#### [What is needed]
Write out each record again exactly as it stands.

(Material shown begins)

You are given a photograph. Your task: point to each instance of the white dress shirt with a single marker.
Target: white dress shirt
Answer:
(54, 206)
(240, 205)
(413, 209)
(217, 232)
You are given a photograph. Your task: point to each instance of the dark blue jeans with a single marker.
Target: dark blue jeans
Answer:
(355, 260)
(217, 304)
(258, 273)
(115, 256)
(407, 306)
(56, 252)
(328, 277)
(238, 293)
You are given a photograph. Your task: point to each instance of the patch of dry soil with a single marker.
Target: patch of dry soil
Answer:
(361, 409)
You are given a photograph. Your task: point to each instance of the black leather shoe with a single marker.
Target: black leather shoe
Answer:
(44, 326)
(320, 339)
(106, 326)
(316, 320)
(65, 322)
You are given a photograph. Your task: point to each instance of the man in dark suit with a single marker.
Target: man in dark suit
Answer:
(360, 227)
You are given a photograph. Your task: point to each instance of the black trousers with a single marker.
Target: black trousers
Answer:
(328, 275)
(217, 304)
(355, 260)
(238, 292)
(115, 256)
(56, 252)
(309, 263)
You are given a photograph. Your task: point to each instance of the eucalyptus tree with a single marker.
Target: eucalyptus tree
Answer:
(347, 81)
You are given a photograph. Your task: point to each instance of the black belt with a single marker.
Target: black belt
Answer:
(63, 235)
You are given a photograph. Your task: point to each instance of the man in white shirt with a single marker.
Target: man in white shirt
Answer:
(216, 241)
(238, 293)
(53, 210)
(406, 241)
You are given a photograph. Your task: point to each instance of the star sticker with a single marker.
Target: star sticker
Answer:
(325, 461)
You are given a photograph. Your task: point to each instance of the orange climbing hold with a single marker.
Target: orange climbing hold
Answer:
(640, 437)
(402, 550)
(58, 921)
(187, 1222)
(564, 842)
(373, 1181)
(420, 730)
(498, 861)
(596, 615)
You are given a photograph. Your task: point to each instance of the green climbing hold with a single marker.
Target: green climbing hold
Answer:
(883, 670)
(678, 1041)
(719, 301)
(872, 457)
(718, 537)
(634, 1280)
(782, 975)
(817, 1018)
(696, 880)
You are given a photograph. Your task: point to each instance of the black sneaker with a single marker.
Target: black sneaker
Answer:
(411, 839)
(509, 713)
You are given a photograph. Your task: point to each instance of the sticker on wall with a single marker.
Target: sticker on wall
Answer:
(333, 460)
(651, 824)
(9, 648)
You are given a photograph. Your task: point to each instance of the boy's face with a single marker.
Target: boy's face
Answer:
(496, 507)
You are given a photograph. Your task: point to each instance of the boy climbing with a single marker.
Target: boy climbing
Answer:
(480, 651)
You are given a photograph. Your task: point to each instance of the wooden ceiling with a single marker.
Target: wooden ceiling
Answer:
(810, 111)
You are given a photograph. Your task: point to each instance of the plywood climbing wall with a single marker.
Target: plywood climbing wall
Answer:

(Material shown ends)

#### [Answer box]
You are given a photograph. Your task: point to each instance of the white dress shirt with a single marker.
Target: white dress shirt
Answer:
(54, 206)
(240, 205)
(413, 209)
(217, 232)
You are given a photograph. Your task: point to each instance of the dark blue jeans with a single marker.
Target: dark blue jeans
Answer:
(355, 260)
(217, 304)
(258, 273)
(115, 256)
(407, 306)
(56, 252)
(328, 277)
(238, 293)
You are given a photograph. Your task: point to each instance of the patch of dry soil with a single marker.
Target: patch of dry soil
Answer:
(361, 409)
You are given a photograph. Your task: point to each instance of the black leather shoe with a single marker.
Target: black leather shoe
Answer:
(44, 326)
(320, 339)
(106, 326)
(316, 320)
(65, 322)
You are given a photograph. Your task: point to each instance of the man in dark suit with a single marker.
Target: man in dark suit
Answer:
(360, 227)
You are given a photograph. Your task: point to each instance of the black trousers with a single marker.
Target: black trousers
Answer:
(328, 275)
(217, 304)
(355, 260)
(238, 292)
(115, 256)
(56, 252)
(309, 263)
You are given a photograph. Your task: point to each instance of the eucalyptus tree with a single marker.
Target: eucalyptus tree
Answer:
(347, 81)
You are given a photograph. Your task: point to each instance of the black belt with a single marker.
Target: black belt
Answer:
(63, 235)
You are given a photograph. Your task: point to each instance of the man in white shirt with a single marker.
Target: man in white shirt
Answer:
(216, 241)
(238, 293)
(53, 210)
(406, 241)
You are given a photograph. Your task: point to each instance of the star sticker with a single marker.
Target: star sticker
Answer:
(325, 461)
You are given a photograph. Your task: point to each instance of the orange climbing hold with a single marker.
Target: orange climbing hold
Answer:
(640, 437)
(402, 550)
(58, 921)
(187, 1222)
(564, 842)
(373, 1181)
(420, 730)
(498, 861)
(596, 615)
You are given a photograph. Your task: point to each instance of the green climbing hold with a single marker.
Target: green climbing hold
Answer:
(883, 670)
(678, 1041)
(719, 301)
(872, 457)
(718, 537)
(634, 1280)
(782, 975)
(817, 1018)
(696, 880)
You are given a photograph. Your task: point to each instance of the black sneaker with a single marker.
Target: black sneaker
Answer:
(411, 839)
(509, 713)
You are given a photograph. Your task: point to each instance of the sticker on wall with a single marker.
Target: sticker on wall
Answer:
(333, 460)
(651, 824)
(9, 648)
You are given a photograph. Your task: point to each instance of the boy's face with a single marker.
Target: boy's face
Answer:
(496, 507)
You are given a photograph. Your task: point to each instance of the boy climbing with a single marker.
Target: boy climbing
Answer:
(480, 651)
You are given a photograph. Your task: point to each instance of the wooden ceiling with a single marker.
Target: wooden ceiling
Answer:
(810, 111)
You are given a photograph. Your task: point to each instance of the plywood climbing wall with a single marker.
Target: plywood climbing wall
Answer:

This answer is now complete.